-- SOURCE EXTRACT start --

# Pioneer/Onkyo Merger?



## Biscuit97 (Jan 20, 2012)

Any speculation on what happens with Pioneer now that the venture capital firm and Onkyo have purchased a large percentage of the AV business? It doesn't look like Pioneer released successors to the 1223, 1323 or the 1523 from last year. Does anyone expect new offerings from Pioneer over the next 6-8 months? I also wonder if new offerings will more closely resemble old Pioneer receivers or Onkyo receivers. Speculate away...


----------



## willis7469 (Jan 31, 2014)

I'm guessing it will be at least one more generation til we see any influence from onkyo.


----------



## tcarcio (Jun 27, 2007)

I know that Onkyo gave up on Audyssey but I would love to see a Pioneer Elite looking receiver with XT32. I think something like that would really sell well.:clap:


----------



## chashint (Jan 12, 2011)

The Pioneer acquisition may influence Onkyo more than Onkyo influences the new acquisition.


----------



## J&D (Apr 11, 2008)

This is an interesting pairing given Onkyo's recent direction on their AVR's. It would be great if they would combine the benefits of both into a single line but my guess is both lines continue for the near future. What I hope does not happen is they relegate one brand to certain price points only.


----------



## chashint (Jan 12, 2011)

-- SOURCE EXTRACT end --
-- EXCERPTED DATA start --

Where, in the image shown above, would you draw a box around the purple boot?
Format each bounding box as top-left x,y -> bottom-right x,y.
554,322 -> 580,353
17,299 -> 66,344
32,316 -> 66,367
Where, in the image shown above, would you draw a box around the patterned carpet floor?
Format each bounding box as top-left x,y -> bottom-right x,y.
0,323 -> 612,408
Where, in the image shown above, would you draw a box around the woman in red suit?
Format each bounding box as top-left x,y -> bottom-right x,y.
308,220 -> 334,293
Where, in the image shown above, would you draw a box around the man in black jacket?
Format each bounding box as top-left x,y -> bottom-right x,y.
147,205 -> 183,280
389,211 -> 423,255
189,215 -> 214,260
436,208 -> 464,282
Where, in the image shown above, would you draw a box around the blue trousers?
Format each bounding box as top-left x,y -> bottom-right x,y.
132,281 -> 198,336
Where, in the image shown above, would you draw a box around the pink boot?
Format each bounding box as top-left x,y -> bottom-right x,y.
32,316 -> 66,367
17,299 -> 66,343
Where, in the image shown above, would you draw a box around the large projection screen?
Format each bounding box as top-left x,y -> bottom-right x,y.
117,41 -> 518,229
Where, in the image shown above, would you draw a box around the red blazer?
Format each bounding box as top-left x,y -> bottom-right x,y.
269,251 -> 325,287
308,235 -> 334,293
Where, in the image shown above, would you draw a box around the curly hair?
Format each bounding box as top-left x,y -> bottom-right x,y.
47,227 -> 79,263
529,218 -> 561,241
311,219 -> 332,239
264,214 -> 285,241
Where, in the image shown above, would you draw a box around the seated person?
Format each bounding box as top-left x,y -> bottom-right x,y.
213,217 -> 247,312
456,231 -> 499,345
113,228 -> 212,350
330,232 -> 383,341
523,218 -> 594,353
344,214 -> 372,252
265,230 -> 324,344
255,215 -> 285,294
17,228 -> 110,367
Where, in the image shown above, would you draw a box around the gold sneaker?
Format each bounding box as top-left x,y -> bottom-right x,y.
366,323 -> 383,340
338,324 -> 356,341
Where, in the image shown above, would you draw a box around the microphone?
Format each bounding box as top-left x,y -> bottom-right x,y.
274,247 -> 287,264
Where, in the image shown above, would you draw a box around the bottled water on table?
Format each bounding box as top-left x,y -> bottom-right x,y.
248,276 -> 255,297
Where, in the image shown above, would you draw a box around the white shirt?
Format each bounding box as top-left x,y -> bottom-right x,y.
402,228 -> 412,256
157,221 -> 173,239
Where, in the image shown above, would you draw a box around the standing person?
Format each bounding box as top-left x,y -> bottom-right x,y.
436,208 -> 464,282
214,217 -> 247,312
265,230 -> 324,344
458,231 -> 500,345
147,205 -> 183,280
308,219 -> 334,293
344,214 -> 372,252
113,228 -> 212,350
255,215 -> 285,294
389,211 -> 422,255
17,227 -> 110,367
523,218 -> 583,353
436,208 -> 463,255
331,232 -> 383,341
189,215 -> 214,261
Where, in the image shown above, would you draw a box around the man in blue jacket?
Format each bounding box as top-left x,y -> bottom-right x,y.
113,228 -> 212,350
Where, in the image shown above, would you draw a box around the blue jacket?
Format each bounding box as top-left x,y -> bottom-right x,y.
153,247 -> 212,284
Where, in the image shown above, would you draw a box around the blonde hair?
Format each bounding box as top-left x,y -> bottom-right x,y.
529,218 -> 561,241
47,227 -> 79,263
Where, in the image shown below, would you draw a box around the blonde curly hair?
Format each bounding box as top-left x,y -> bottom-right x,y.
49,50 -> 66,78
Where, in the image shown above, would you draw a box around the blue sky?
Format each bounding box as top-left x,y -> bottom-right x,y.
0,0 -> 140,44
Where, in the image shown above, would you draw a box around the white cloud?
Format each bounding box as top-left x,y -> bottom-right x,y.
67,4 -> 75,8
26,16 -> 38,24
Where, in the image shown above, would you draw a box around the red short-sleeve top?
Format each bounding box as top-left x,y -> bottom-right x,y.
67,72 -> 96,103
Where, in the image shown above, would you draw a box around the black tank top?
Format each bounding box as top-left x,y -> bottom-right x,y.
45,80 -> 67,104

-- EXCERPTED DATA end --

WHAT YOU SHOULD DO> In the Pioneer/Onkyo merger thread, which Pioneer models from the previous year does the opening post say have no released successors?

WRITTEN SOLUTION> The 1223, 1323 and 1523.